Record list -
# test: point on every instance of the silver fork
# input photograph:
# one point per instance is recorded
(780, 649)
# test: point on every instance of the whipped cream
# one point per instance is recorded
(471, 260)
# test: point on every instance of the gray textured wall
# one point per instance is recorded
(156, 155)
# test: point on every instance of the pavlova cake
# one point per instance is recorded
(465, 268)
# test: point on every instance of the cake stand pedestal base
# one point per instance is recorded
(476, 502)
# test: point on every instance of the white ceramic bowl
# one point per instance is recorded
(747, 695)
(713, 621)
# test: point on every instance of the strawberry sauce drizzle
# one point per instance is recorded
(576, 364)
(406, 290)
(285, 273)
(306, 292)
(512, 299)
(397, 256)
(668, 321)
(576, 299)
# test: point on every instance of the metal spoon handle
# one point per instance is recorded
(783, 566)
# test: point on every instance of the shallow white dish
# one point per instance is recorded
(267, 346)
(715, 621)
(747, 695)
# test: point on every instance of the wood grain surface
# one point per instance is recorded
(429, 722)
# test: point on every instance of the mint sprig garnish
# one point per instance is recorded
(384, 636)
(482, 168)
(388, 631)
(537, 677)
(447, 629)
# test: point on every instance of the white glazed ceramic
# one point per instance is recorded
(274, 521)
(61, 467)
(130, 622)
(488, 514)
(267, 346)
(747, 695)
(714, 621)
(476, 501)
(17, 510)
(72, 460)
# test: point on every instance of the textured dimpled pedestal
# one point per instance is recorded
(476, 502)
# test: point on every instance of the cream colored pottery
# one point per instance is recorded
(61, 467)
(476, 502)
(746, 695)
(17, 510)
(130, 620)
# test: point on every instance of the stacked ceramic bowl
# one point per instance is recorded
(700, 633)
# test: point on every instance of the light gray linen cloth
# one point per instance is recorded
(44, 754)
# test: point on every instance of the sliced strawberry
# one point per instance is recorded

Goal - Reproduce the material exactly, with every line intact.

Solution to this problem -
# test: point on every instance of the silver fork
# input photograph:
# one point per instance is recorded
(780, 649)
# test: point on every instance of the whipped cream
# one point per instance is recorded
(471, 260)
# test: point on every instance of the gray textured wall
# one point per instance is recorded
(156, 155)
# test: point on every instance of the pavlova cake
# one point per instance is recorded
(465, 268)
# test: point on every instance of the cake stand pedestal base
# one point per instance is recorded
(476, 502)
# test: point on every instance of the white ceramic bowl
# one point per instance is recorded
(747, 695)
(713, 621)
# test: point on every instance of the strawberry sauce drizzle
# one point per instance is recorded
(576, 364)
(406, 290)
(285, 273)
(306, 292)
(512, 299)
(397, 256)
(668, 321)
(576, 299)
# test: point on every instance of the metal spoon handle
# one point per instance is recorded
(783, 566)
# test: point on every instance of the shallow white dish
# one point per instance is recorded
(267, 346)
(715, 621)
(747, 695)
# test: point on every instance of the wood grain surface
# one point per instance is recorded
(429, 722)
# test: point on every instance of the mint sprig garnish
# one point per instance is recorded
(384, 636)
(482, 168)
(388, 631)
(537, 677)
(447, 629)
# test: point on every instance of the white glazed ceramic
# one point per instance is recorded
(274, 521)
(61, 467)
(130, 622)
(488, 514)
(267, 346)
(747, 695)
(714, 621)
(476, 501)
(17, 510)
(72, 460)
# test: point on every instance of the textured dimpled pedestal
# one point per instance is recorded
(476, 502)
# test: point on every instance of the cream colored pottery
# one point per instance is recorded
(61, 467)
(476, 502)
(746, 695)
(17, 510)
(130, 620)
# test: point on every instance of the stacked ceramic bowl
# one point per instance is recorded
(700, 633)
# test: point on every instance of the light gray linen cloth
# one point per instance is recorded
(44, 754)
# test: point on every instance of the sliced strawberry
# one point per instance is recorded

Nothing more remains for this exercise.